• WORK TO DO:
Write out the records from the first line through the line with "pixel 44 96", swapping "overcast" for "cloudy" and changing nothing else. Omit the pictures.

• DATA SUPPLIED:

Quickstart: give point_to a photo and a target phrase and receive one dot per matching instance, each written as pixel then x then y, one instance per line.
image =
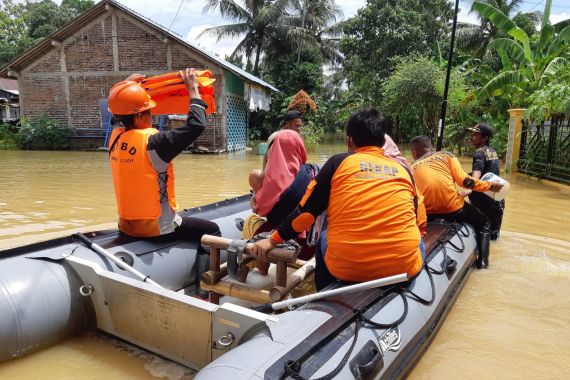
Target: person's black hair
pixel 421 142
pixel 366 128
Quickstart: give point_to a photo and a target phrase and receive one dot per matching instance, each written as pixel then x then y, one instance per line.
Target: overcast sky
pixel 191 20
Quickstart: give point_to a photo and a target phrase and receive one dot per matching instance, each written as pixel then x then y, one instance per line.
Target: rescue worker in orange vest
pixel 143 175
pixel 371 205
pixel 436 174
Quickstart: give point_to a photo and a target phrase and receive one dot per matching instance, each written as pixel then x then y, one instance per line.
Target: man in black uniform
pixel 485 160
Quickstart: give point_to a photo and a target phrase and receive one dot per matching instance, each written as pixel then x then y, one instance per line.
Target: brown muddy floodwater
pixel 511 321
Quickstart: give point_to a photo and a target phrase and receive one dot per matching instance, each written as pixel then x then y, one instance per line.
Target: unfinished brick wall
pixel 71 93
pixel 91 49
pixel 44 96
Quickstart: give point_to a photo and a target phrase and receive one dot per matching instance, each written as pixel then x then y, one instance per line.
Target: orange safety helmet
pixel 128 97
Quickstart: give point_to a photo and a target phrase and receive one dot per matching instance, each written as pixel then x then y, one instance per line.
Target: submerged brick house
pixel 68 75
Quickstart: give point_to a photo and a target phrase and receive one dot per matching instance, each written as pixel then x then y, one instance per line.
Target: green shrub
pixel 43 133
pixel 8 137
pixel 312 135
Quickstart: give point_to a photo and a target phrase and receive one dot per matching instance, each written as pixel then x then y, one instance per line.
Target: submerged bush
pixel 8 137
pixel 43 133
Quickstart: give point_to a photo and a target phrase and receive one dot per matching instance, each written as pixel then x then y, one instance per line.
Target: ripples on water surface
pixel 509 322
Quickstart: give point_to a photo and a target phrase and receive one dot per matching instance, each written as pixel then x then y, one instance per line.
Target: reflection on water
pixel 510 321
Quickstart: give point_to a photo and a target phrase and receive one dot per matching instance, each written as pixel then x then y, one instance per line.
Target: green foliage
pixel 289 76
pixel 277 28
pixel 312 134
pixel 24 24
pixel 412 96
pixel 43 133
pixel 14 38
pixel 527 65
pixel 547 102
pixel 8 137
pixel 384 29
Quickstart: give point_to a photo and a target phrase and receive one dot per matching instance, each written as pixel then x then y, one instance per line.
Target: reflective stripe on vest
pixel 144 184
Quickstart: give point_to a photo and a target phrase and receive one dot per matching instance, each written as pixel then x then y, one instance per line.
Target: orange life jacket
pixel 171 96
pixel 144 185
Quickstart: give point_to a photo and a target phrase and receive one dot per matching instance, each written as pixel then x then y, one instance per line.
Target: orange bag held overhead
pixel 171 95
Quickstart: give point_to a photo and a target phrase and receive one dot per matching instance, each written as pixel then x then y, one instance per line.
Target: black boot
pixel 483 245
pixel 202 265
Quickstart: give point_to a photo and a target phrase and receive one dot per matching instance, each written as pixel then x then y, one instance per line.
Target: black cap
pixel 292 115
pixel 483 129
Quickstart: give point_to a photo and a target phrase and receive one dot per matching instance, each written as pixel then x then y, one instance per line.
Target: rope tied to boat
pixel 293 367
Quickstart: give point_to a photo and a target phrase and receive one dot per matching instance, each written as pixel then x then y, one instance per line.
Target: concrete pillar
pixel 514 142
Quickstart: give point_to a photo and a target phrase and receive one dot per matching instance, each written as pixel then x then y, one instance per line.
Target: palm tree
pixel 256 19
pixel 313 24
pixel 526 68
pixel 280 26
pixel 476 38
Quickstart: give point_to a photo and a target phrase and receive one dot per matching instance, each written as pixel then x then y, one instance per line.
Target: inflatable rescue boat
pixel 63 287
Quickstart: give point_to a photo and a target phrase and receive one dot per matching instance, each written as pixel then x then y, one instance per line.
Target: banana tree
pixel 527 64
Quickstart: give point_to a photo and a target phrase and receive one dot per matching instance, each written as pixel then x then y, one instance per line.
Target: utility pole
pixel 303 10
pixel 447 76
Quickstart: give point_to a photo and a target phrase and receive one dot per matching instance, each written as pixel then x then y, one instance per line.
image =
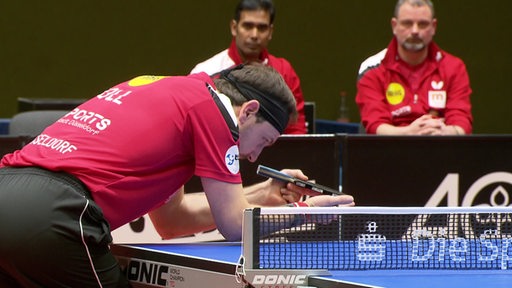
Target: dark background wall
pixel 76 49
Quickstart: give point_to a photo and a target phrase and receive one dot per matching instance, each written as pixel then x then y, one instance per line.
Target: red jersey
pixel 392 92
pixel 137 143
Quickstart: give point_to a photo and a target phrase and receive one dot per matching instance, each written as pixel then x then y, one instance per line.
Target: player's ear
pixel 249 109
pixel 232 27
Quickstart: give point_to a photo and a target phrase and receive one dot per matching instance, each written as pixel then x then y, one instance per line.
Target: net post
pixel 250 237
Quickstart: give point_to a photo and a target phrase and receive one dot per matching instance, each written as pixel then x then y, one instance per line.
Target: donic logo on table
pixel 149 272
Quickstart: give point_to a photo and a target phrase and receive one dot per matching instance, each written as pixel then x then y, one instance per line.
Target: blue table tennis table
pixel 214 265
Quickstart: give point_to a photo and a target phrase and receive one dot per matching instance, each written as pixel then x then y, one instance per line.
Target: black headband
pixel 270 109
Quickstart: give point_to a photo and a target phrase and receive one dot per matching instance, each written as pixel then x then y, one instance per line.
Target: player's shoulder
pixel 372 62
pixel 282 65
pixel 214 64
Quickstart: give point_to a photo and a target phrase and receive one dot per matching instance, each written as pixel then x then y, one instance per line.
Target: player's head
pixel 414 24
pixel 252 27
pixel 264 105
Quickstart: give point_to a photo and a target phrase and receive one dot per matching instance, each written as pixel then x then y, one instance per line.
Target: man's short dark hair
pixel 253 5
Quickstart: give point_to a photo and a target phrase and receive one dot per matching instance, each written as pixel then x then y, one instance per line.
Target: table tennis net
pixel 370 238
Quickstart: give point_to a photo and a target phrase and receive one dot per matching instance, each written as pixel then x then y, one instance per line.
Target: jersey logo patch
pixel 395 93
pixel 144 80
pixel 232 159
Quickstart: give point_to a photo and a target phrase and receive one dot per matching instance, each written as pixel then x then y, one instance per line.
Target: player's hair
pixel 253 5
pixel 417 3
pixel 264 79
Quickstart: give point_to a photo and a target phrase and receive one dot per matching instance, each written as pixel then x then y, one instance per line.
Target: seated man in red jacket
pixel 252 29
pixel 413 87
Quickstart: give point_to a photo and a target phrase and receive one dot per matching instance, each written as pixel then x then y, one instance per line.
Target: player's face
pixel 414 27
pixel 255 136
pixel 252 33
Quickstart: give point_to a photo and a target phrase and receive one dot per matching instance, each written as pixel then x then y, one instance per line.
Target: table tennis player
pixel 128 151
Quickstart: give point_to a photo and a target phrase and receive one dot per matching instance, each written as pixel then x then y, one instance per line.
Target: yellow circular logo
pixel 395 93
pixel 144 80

• FINAL RESULT:
Quickstart: give point_to a photo and a target phrase and receive one dot per matching instance, each written as pixel then x then y, one instance per line.
image =
Target: person's black hair
pixel 421 142
pixel 366 128
Quickstart: give point_to a photo and a target phrase and receive one dot per matching instance, each written as pixel then x then y, one instance per line.
Target: cloudy sky
pixel 191 20
Quickstart: give point_to a photo and a target phrase and receive one dot per matching instance, each written as pixel then x then y, one instance per line.
Target: rescue worker in orange vest
pixel 143 175
pixel 371 205
pixel 436 174
Quickstart: give point_to a photo and a target phrase and receive one dot per matching instance, each written as pixel then x then y, one instance per line.
Target: man in black uniform
pixel 485 160
Quickstart: give point_to a photo and a target phrase and receive one dot per matching instance, each written as pixel then x then y, one instance per line.
Target: brown muddy floodwater
pixel 511 321
Quickstart: give point_to a photo and a target phrase and receive one dot per matching instance, each written as pixel then x then y, one instance per line.
Target: unfinished brick wall
pixel 71 93
pixel 91 49
pixel 44 96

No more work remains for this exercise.